• DOCUMENT TEXT:
════
I’ve been having a complete blast here at Dartmouth. This morning I was giving a talk to the Dean of the College Staff and one of the speakers who went before me was discussing a very cool plan that they are implementing to allow the campus community to get involved in discussions about what kind of campus they want to be. One of the things that their Resident Life group uses as a standard is being “Radically Hospitable.”
I’ve been involved in lots of conversations about accessibility and accommodation but I’ve never heard it couched in these terms. It struck me that being accessible – at least in the ways that I’ve heard it used – has a very different connotation than the idea of being radically hospitable.
What if, instead of complaining about how much of a pain it is to accommodate left-handed people, or how difficult it is to make a space accessible, or how a business shouldn’t have to accommodate fat people – or not thinking about these things at all – what if instead of that, our discussions were around how we could be radically hospitable.
What if healthcare offices challenged themselves to figure out how everyone could be accommodated without shame – from something as simple as having armless chairs in their lobby to something as mission critical as having the equipment that they need to transport, move, and treat patients of all sizes and dis/abilities? Not because someone filed a lawsuit, not begrudgingly, but because they were truly excited about removing barriers to healthcare rather than trying to justify them.
What if people who happen to find themselves easily accommodated by most spaces were asking those places why they don’t make everyone feel so welcome and comfortable?
What if everyone, not just those who aren’t accommodated, refused to patronize businesses that aren’t committed to radical hospitality?
What if those who plan spaces and events had conversations starting at the beginning of planning and lasting until it was over, asking themselves and their guests how they can be more radically hospitable?
I think that an excellent way to start is with discussions like the ones being promoted by programs like Our Dartmouth, Our Home. What kind of world do we want to live in? What kind of community do we want to live in? What kind of workplace do we want? Do we want to justify being inhospitable or choose to be as hospitable as possible? Do we want to try to insist that people who want to be accommodated should feel ashamed, feel like they are a burden, or feel the need to justify their desire to be comfortable? Or do we want to encourage people to believe that they absolutely deserve spaces that are welcoming and comfortable for them?
We can start with ourselves – are the spaces that we control radically hospitable? When we invite friends out do we make sure that we’re inviting them to a space that welcomes them with radical hospitality? Does that movie theater have fat-friendly seating? Does the restaurant have delicious well thought-out vegetarian and vegan options or are they just going to steam whatever vegetables are around? Does the hall where that lecture is happening have desks that work for left handed people? Is that old theater wheelchair accessible? How long of a walk is it from the parking lot to the club? Are there stairs? Is it on a public transportation route? Can you get a scooter to your beach bonfire? Then expand – whether or not I have a friend who isn’t fully welcomed by a space, do I want to support businesses tat aren’t radically hospitable? How about leaving feedback with the business, on yelp etc. letting them know exactly why they aren’t getting your money.
════
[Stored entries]

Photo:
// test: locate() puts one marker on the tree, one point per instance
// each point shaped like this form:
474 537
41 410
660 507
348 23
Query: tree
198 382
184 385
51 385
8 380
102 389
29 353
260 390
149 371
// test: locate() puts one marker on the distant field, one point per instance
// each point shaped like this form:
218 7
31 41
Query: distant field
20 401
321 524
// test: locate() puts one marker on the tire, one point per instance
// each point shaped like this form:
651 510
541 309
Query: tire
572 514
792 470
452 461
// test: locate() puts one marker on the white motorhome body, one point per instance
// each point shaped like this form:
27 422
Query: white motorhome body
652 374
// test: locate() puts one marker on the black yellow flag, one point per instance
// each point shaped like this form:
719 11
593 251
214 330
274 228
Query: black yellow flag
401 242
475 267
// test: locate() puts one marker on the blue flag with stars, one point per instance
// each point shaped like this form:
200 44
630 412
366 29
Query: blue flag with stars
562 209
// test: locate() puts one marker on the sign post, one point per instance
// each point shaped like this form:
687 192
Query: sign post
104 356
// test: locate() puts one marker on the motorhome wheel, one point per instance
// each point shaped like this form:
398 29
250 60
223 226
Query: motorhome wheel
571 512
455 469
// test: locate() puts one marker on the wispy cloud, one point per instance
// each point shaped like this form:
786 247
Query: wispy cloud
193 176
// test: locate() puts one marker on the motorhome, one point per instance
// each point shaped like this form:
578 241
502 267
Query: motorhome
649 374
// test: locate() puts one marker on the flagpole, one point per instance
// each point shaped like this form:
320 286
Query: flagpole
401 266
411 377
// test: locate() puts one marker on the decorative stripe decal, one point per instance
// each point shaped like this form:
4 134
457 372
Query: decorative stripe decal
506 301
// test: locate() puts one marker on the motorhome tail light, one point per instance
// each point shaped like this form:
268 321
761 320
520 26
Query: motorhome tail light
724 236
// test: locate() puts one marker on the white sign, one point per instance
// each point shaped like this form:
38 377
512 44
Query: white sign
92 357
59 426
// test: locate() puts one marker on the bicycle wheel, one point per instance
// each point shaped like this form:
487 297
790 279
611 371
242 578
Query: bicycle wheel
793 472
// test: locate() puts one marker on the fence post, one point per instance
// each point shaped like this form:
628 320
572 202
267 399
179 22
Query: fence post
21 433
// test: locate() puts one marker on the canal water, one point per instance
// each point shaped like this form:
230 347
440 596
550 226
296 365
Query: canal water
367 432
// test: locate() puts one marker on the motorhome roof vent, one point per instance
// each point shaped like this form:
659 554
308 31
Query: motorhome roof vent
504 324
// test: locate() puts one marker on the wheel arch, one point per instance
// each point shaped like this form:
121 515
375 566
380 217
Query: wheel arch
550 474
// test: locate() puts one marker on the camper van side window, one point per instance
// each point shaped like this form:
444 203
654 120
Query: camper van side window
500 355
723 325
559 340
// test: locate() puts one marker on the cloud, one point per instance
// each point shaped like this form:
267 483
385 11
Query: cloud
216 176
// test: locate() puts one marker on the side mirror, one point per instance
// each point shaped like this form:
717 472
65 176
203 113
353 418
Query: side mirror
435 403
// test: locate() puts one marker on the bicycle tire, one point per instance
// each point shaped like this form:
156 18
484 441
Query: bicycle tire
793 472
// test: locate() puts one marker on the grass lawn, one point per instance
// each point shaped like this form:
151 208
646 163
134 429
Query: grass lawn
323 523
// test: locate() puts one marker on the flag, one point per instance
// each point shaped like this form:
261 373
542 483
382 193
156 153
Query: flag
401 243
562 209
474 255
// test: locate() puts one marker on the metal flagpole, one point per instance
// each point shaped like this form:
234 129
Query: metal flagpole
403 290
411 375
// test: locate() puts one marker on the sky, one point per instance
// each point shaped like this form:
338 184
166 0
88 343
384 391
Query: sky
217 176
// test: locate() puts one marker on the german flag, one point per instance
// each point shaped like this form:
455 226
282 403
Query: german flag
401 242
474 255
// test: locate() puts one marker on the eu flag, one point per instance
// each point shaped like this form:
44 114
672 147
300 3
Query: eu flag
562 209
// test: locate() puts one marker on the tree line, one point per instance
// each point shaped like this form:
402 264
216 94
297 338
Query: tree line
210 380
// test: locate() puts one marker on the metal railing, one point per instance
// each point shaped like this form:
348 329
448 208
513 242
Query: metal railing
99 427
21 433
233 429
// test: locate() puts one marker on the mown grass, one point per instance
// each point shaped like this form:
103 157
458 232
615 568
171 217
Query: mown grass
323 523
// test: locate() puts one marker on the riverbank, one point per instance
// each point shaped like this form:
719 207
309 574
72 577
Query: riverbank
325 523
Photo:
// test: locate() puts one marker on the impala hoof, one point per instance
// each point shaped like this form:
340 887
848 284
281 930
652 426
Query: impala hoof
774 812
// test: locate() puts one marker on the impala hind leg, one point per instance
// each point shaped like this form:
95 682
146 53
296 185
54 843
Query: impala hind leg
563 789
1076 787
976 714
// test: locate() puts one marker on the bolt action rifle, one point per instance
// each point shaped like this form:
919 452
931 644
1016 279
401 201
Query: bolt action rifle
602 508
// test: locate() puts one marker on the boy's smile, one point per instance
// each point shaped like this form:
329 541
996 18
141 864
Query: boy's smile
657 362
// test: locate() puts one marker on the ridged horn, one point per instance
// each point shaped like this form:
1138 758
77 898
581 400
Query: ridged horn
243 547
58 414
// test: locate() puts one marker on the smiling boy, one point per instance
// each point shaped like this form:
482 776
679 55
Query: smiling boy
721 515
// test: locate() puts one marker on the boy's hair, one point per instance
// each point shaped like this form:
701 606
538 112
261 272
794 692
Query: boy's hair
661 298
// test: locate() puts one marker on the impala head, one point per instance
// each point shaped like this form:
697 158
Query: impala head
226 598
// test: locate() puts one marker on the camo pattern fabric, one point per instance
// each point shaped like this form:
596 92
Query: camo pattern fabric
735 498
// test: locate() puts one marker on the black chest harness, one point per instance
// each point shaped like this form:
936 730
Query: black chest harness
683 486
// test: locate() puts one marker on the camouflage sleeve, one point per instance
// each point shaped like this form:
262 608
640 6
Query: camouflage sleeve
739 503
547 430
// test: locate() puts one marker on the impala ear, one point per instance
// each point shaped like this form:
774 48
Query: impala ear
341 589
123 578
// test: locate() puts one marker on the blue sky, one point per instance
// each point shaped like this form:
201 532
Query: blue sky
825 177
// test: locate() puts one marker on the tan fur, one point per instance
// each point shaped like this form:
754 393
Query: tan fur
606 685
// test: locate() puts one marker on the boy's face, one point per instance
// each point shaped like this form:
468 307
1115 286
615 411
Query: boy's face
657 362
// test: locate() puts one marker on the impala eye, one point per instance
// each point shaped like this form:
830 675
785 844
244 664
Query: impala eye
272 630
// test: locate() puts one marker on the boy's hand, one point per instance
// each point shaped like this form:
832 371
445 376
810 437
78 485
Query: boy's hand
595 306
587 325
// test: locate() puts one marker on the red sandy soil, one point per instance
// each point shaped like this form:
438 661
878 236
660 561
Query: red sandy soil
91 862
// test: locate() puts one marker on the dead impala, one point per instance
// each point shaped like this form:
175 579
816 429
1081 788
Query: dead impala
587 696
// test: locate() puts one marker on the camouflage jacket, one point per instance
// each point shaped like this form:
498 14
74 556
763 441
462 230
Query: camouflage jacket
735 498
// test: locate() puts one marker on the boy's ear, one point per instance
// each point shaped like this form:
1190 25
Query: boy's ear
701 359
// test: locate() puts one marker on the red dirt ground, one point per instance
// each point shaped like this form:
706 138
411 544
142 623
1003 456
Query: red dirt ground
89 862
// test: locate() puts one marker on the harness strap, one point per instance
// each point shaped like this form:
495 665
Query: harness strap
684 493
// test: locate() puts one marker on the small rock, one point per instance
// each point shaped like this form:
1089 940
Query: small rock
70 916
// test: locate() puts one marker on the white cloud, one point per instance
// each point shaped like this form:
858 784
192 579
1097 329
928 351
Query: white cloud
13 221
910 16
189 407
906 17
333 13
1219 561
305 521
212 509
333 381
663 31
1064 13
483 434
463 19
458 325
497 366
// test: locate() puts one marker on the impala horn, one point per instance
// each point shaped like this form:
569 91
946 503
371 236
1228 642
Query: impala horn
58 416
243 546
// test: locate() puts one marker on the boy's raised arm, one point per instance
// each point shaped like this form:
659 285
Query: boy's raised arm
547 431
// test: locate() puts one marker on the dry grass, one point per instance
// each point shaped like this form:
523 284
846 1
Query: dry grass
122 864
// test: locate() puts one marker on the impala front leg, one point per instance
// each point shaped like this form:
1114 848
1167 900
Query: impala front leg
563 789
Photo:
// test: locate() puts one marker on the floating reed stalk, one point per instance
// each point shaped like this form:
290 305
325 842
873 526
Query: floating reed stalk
════
• PROBLEM SET:
(a) Do these statements agree with the radical hospitality post? Answer yes or no for each, quoting the deciding words. (i) The Resident Life group uses being "Radically Hospitable" as a standard. (ii) The writer gave the talk to the Dean of the College Staff in the evening. (iii) The writer had often heard accessibility discussed in terms of radical hospitality.
(b) Which program does the radical hospitality post name as promoting discussions that are an excellent way to start?
(c) How would you render this sentence from the radical hospitality post in Spanish: "We can start with ourselves – are the spaces that we control radically hospitable?"
You can disregard the stored entries entirely.

• EXPECTED OUTPUTS:
(a)
(i) Yes: "One of the things that their Resident Life group uses as a standard is being “Radically Hospitable.”"
(ii) No: "This morning I was giving a talk to the Dean of the College Staff"
(iii) No: "I’ve never heard it couched in these terms."

(b) Our Dartmouth, Our Home.

(c) Podemos empezar por nosotros mismos: ¿son radicalmente hospitalarios los espacios que controlamos?